## start Input rows
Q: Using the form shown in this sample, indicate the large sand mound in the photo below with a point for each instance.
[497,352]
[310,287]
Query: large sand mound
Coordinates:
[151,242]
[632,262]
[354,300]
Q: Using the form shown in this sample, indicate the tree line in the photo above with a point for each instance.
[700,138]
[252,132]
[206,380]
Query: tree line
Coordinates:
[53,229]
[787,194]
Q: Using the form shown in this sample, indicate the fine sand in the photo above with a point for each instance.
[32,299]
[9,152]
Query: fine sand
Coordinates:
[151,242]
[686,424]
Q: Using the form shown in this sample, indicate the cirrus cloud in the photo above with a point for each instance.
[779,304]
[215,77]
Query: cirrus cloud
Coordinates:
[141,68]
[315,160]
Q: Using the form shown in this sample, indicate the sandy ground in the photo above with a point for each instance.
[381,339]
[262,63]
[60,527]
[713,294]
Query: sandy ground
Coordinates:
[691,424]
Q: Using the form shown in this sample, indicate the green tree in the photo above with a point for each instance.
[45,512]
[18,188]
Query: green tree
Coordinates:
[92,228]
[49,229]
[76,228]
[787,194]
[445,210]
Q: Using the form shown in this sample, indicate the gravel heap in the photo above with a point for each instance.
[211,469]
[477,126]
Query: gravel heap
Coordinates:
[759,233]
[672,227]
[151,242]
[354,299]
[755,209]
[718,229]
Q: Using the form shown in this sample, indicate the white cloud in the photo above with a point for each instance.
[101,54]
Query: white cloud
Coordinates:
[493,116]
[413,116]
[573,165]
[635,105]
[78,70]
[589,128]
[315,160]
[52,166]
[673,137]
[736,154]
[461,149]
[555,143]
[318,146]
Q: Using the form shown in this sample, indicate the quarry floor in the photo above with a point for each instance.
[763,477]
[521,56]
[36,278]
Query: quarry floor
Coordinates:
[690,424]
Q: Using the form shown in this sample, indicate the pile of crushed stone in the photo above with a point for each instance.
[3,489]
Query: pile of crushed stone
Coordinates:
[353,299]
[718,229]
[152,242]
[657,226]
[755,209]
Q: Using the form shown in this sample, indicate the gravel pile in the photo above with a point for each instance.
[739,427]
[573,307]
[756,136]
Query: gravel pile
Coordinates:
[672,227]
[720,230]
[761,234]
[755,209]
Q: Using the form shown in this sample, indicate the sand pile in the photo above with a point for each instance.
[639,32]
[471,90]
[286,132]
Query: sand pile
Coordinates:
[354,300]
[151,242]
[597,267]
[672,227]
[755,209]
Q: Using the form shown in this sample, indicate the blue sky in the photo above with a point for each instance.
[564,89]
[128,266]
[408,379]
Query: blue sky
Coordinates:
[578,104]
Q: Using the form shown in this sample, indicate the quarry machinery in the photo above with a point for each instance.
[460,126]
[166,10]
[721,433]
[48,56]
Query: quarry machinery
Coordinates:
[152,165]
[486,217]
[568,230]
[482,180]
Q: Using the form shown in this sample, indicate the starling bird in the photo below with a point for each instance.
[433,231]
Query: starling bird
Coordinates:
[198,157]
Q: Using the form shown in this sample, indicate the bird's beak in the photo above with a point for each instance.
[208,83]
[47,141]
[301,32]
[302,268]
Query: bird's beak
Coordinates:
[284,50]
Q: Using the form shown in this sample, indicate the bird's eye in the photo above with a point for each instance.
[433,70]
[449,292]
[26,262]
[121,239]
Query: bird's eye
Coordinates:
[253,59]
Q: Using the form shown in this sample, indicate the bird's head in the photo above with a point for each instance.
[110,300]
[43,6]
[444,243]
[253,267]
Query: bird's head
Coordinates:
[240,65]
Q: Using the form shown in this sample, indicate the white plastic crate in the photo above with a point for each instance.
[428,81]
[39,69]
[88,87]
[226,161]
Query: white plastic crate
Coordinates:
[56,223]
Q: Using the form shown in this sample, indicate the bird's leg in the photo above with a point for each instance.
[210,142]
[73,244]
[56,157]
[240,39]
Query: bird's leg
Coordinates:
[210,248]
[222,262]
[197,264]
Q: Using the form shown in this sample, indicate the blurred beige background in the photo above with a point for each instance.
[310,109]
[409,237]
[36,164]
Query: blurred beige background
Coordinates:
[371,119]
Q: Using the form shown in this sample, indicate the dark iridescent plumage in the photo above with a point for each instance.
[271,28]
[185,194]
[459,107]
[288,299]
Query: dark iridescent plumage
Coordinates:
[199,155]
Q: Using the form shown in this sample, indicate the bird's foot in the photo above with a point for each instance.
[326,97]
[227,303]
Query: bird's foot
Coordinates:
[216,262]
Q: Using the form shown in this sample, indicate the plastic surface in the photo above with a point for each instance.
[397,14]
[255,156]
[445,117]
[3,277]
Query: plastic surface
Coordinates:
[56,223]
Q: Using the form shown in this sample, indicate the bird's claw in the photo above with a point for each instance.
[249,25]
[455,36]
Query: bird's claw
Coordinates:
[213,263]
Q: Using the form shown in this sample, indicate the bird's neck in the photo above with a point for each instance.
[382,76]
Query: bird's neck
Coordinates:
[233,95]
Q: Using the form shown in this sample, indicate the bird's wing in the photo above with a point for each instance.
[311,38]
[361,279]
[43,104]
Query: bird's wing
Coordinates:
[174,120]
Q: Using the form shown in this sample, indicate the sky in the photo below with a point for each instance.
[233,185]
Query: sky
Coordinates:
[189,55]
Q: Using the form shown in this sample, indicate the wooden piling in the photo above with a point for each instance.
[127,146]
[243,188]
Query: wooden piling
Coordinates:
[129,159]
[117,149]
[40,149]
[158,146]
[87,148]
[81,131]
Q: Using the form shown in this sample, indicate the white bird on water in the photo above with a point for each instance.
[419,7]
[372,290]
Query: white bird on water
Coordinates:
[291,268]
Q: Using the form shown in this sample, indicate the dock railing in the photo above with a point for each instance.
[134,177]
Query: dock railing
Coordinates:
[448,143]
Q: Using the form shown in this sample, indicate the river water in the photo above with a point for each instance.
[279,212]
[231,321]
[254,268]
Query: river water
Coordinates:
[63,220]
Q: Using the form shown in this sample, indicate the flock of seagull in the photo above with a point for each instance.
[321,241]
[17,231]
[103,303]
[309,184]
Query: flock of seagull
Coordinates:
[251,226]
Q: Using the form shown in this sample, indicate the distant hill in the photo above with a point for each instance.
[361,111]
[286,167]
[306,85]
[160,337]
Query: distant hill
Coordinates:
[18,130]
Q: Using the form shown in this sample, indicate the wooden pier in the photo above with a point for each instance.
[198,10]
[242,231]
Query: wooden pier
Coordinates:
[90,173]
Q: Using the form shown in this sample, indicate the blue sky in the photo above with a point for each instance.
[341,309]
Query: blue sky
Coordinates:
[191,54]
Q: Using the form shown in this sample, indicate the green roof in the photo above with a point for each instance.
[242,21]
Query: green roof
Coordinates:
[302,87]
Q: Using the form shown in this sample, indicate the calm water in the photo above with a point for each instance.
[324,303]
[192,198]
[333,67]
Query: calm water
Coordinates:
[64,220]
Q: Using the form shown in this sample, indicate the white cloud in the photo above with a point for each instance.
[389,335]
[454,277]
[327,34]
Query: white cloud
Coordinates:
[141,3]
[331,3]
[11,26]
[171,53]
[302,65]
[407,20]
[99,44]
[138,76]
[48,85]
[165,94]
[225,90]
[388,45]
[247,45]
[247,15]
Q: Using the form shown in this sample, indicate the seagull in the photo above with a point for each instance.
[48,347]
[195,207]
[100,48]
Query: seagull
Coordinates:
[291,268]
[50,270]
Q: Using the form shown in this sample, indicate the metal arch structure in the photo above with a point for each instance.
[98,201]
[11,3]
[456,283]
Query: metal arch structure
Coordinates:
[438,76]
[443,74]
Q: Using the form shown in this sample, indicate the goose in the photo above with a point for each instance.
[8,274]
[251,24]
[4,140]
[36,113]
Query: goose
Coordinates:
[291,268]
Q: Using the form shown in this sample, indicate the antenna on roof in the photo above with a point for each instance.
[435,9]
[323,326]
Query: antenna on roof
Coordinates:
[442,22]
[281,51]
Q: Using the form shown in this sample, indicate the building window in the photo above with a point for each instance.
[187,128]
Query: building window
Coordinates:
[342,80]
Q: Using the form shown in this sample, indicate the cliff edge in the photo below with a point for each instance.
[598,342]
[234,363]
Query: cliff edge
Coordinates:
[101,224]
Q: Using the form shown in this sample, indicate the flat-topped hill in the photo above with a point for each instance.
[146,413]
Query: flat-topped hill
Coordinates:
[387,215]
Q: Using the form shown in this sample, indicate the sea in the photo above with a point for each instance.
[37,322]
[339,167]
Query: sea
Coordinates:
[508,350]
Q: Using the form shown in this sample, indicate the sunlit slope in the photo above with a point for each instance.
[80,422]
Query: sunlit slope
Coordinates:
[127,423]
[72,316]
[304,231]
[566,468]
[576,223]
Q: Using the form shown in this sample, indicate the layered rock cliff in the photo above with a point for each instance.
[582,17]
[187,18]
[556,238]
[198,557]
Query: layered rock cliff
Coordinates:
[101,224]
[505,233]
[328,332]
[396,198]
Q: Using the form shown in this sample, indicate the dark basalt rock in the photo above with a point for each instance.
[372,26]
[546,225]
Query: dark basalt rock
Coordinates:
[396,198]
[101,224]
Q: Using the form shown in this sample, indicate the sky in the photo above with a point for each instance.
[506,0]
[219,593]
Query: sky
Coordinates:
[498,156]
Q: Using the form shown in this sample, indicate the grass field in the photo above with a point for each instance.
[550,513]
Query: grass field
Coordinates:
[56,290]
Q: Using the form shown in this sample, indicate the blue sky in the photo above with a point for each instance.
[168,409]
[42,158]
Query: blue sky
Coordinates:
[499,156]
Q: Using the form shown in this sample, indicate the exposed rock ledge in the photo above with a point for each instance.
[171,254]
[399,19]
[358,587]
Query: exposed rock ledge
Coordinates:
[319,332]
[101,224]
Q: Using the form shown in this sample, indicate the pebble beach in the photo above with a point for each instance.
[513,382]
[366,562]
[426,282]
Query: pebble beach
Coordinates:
## end Input rows
Aim: Everything from the line containing "Q: Using the form shown in this sample, indicate the exposed" to the last line of the entries above should be quoted exactly, and only that.

Exercise answer:
Q: Using the form shown in this sample, indicate the exposed rock ledge in the photo above with a point for each instance.
[171,254]
[399,19]
[358,587]
Query: exposed rock ledge
Coordinates:
[319,332]
[101,224]
Q: Using the form shown in this sample, indicate the pebble beach in the photo above with a point for each instance.
[513,382]
[366,562]
[426,282]
Query: pebble beach
Coordinates:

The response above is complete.